**Fragmento de texto:**
==============================

Paseo por la sequía de la mano de J. G. Ballard, soñador de catástrofes | Cataluña

Decidí escribir sobre la sequía consciente de que antes de publicar esta crónica igual se ponía a llover, por fastidiar. Pero pensé que si la crónica servía para que lloviera por fin, como las rogativas, bienvenido sea. Además, me dijeron que ya pude llover, ya, que si no lo hace durante sesenta días con sus noches —no se si es un dato científico o una reminiscencia bíblica— no se van a llenar los pantanos y vamos a seguir sin agua. Ha sido sumergirme (quizá no es la palabra) en la sequía y sentirme como si yo mismo me estuviera secando. Posiblemente es un proceso natural y vivir es irse deshidratando, marchitando, perdiendo la humedad y volviéndonos enjutos, adustos y agostados, momificándonos, en suma. En el fondo, parafraseando a Eugen Leviné, el optimista bolchevique judío alemán que lideró la efímera República Soviética de Baviera y fue fusilado por el ejército y el Freikorps en 1919, todos somos momias de permiso.

==============================

**Información proporcionada:**
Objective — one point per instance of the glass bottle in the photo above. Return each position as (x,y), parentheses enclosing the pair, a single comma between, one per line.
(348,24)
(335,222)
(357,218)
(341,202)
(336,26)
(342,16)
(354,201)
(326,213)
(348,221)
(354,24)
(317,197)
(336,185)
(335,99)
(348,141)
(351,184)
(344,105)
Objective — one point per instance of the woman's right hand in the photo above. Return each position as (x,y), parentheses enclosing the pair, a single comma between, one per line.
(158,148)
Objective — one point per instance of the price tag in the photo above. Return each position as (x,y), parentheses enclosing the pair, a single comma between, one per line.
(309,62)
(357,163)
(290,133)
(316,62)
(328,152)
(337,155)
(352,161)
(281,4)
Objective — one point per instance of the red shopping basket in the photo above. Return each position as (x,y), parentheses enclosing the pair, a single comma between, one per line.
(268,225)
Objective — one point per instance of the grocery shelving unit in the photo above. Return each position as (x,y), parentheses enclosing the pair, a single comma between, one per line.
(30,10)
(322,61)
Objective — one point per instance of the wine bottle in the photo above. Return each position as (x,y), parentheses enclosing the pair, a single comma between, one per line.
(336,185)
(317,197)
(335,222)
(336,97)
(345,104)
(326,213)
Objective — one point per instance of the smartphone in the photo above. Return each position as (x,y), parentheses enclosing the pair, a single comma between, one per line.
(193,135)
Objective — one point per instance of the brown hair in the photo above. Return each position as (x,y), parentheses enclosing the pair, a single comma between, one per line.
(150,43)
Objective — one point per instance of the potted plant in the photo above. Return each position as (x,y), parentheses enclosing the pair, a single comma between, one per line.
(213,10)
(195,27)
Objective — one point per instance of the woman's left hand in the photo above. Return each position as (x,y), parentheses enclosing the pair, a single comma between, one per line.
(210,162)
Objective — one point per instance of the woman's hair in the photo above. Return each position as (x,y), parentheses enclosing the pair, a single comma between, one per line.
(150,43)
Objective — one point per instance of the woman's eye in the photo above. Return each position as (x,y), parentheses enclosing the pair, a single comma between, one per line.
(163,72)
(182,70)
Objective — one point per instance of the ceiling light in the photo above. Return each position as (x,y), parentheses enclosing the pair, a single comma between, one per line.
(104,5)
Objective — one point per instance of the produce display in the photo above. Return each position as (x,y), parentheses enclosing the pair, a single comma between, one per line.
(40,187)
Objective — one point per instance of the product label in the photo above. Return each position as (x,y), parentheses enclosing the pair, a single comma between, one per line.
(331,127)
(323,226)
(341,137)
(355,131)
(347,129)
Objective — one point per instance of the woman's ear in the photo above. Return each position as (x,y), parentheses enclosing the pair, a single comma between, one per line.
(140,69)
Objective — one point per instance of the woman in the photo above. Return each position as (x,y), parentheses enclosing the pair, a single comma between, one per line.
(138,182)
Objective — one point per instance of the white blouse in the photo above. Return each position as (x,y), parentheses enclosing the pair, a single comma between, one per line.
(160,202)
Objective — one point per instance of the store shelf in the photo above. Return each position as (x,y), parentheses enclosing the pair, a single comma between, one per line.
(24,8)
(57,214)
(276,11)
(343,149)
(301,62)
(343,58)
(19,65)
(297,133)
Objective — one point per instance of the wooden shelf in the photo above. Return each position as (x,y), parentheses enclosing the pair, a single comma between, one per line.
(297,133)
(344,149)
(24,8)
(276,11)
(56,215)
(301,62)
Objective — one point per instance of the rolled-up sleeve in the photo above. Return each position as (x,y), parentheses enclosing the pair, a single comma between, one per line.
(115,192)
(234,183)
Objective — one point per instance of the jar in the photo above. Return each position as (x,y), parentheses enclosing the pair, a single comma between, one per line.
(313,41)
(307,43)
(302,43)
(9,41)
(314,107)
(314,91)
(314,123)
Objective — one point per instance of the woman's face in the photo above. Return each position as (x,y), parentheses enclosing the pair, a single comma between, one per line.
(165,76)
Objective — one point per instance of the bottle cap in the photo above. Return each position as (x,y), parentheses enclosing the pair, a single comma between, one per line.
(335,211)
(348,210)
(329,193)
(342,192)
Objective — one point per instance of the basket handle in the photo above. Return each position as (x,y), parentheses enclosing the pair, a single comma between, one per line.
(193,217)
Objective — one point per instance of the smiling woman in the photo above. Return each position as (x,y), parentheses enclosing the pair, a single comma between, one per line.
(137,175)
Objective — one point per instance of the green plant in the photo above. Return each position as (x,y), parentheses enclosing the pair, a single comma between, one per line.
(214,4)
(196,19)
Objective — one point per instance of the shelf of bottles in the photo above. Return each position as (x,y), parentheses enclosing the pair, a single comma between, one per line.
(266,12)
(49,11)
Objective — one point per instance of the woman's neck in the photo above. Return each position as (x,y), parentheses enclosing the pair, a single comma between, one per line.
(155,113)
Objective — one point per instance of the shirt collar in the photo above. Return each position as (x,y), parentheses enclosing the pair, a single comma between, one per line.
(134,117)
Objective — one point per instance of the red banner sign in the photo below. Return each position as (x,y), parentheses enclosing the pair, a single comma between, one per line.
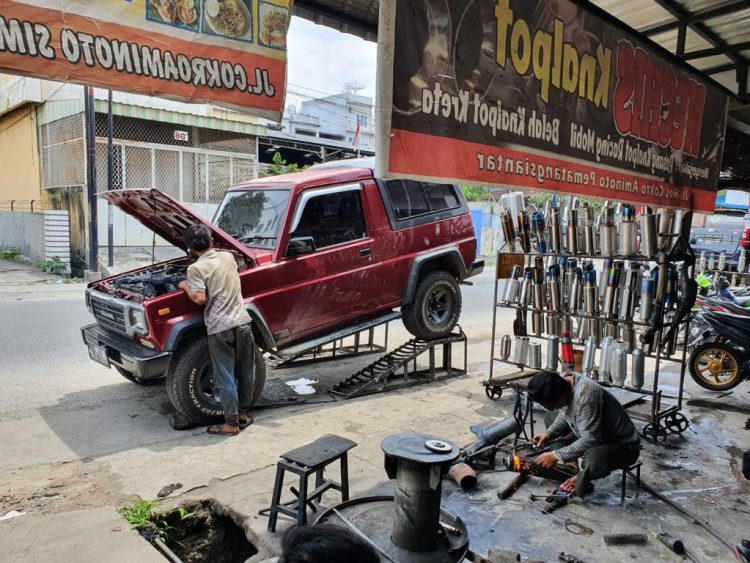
(545,95)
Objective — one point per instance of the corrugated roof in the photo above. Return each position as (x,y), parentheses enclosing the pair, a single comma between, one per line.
(716,32)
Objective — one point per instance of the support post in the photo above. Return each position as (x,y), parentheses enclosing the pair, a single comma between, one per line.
(90,119)
(110,180)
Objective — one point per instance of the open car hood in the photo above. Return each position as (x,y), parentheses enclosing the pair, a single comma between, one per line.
(169,218)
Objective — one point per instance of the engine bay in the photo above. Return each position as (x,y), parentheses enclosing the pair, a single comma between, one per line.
(157,280)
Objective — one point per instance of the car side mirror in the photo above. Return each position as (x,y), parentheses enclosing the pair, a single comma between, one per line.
(299,246)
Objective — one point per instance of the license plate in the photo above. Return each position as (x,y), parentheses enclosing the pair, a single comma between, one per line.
(99,354)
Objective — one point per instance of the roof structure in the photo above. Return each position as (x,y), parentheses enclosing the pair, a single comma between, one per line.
(713,36)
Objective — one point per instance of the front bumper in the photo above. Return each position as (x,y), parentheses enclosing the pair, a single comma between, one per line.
(477,267)
(138,360)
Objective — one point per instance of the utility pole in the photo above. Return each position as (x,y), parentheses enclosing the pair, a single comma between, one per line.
(90,121)
(110,180)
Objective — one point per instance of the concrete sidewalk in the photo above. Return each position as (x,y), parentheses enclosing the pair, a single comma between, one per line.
(98,534)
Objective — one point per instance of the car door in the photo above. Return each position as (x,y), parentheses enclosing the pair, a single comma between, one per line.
(329,284)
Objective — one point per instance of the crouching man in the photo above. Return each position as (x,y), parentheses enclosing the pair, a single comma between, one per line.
(584,421)
(213,281)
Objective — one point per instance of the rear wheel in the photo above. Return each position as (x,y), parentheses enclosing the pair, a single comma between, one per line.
(716,366)
(190,387)
(130,376)
(436,306)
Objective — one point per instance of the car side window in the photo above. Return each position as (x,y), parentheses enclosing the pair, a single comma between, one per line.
(410,198)
(332,219)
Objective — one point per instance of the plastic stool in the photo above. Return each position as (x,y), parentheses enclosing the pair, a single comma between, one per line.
(304,461)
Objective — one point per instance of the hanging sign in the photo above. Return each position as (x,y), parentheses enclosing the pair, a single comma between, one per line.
(226,52)
(548,95)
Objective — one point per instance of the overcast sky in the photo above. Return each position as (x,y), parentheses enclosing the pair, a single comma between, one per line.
(322,60)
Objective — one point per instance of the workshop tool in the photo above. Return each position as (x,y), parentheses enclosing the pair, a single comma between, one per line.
(608,232)
(553,345)
(539,228)
(566,347)
(665,229)
(628,231)
(507,491)
(505,347)
(604,278)
(555,235)
(512,286)
(464,475)
(524,231)
(528,466)
(509,231)
(647,221)
(625,539)
(572,233)
(553,501)
(638,363)
(589,238)
(589,352)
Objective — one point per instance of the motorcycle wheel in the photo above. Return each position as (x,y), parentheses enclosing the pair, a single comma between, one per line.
(715,366)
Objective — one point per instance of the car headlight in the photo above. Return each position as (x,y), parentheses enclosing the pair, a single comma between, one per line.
(138,321)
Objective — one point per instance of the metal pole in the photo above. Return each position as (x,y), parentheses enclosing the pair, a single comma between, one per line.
(90,118)
(110,181)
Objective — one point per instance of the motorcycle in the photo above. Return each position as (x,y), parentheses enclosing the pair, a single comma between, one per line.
(720,356)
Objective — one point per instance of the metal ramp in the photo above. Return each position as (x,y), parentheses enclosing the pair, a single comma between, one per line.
(354,340)
(399,368)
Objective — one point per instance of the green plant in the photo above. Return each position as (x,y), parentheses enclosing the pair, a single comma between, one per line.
(54,266)
(167,526)
(474,193)
(280,166)
(9,253)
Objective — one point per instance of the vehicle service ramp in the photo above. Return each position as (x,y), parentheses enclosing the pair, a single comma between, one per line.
(354,340)
(400,368)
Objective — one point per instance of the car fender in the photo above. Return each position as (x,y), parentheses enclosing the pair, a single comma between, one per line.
(450,255)
(187,328)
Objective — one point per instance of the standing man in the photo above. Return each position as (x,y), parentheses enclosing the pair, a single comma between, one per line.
(213,280)
(588,422)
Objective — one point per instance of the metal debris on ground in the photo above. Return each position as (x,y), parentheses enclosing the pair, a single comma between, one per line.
(168,489)
(625,539)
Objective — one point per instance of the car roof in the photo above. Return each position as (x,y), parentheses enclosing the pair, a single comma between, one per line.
(338,172)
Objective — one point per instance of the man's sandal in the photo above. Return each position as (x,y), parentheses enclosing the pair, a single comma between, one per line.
(218,430)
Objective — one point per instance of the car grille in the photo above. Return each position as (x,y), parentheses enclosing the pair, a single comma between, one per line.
(109,316)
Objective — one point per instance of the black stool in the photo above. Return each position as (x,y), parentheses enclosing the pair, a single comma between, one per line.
(637,477)
(304,461)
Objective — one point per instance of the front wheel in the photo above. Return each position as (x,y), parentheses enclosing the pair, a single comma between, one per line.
(716,366)
(190,387)
(436,306)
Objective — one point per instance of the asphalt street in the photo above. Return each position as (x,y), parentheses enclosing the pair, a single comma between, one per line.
(80,409)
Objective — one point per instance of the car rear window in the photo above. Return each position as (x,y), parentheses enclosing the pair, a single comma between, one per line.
(411,199)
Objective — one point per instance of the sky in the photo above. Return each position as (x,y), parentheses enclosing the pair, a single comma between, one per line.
(321,60)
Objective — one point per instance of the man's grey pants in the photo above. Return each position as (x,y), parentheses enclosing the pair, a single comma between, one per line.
(233,357)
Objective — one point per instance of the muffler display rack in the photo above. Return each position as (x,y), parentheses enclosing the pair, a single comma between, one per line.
(591,286)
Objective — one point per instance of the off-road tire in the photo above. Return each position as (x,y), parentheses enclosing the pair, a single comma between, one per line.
(731,364)
(130,376)
(187,368)
(435,308)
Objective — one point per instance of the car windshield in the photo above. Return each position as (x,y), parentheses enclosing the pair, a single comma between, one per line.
(253,217)
(717,233)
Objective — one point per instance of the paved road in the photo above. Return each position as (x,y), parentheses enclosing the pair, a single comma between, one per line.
(50,384)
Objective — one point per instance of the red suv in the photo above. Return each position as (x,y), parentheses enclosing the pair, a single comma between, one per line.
(318,251)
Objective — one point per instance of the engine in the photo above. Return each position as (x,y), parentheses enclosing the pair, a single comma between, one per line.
(153,282)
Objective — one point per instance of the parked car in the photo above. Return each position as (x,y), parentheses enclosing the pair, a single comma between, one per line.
(722,233)
(317,251)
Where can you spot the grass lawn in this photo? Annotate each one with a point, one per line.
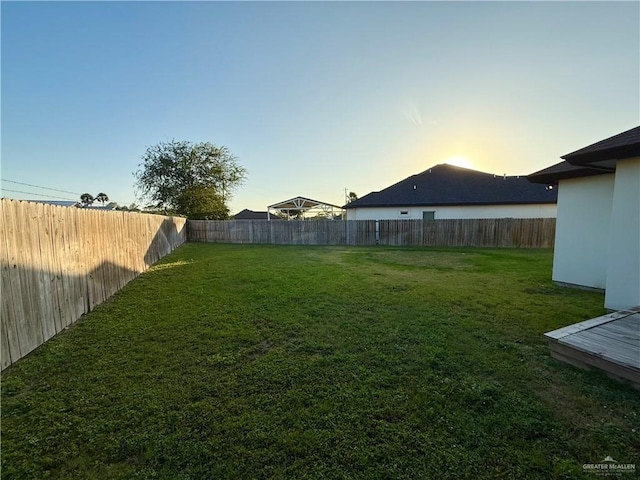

==============================

**Instrucciones de la tarea:** Prosigue la crónica sobre la sequía a partir de su última oración, con el mismo tono y la misma voz en primera persona.

**Respuesta a la tarea:**
Con estos animosos pensamientos en la cabeza decidí que mi aproximación a la sequía debía tener un respaldo literario, por aportar algo, ya que los ángulos meteorológico, climático, social, económico, territorial o político de la crisis (e incluso religioso) están ya muy bien cubiertos. Añadiría mi enfoque una visión existencial de lo que la sequía nos está haciendo por dentro. A la hora de escoger un libro de acompañamiento para mi paseo por la sequía pensé en la obviedad de La tierra baldía, de T. S. Eliot, que, aparte de citar varias veces los jacintos, posee pasajes acongojantemente actuales —y no sólo lo de que “abril es un mes cruel” o, llevando agua a mi molino (perdón de nuevo por la expresión), “nosotros que estábamos vivos vamos muriendo/ con un poco de paciencia”— sino versos turbadores para leer paseando por la naturaleza marchita, versos de “secas cisternas y fuentes agotadas” y de “trueno estéril sin lluvia”. Podría haber situado mi sequía también bajo advocación de Dune, de Frank Herbert, o Rebelión en el desierto, de T. E. Lawrence. Pero finalmente me incliné por La sequía, de J. G. Ballard.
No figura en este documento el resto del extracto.